▶ _What you have to do_
Your answer should consist of every line in the records that holds "instance".
------------------------------------------------
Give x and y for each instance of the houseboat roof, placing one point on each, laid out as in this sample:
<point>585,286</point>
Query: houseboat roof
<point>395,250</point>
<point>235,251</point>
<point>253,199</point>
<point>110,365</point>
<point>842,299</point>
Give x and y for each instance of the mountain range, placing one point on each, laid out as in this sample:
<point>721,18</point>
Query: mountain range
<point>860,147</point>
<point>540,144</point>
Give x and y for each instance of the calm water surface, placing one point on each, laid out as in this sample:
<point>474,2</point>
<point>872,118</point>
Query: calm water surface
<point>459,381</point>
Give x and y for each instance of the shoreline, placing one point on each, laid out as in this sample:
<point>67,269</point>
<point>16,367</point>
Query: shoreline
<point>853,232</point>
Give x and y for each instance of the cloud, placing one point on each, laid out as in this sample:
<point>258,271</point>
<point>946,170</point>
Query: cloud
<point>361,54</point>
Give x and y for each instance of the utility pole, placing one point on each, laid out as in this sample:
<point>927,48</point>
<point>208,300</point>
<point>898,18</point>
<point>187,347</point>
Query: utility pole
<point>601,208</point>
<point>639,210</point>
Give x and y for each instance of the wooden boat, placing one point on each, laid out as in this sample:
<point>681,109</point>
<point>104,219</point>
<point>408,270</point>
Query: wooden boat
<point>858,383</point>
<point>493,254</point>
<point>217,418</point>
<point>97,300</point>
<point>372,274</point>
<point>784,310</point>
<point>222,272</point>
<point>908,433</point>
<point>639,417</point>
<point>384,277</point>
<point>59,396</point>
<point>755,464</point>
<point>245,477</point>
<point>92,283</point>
------------------------------------------------
▶ _Solution to this task_
Give x and y for each instance of the houseboat roof, placing one point on each, laid out as in this sample:
Give x and y for each instance of the mountain range, placing one point on each, laid out as in this sample:
Give x and y for each instance of the calm water surface, placing one point on each, laid out as in this sample:
Give x and y for each instance of the shoreline, placing one point on each, laid out as in this sample:
Give x and y for each instance of the cloud, placing one point on each, laid out as in this sample:
Give x and y for each instance of the utility pole, placing one point on each, laid out as in this sample:
Give x and y for each instance of the wooden boat, placing one point on each, laid out as in this sample:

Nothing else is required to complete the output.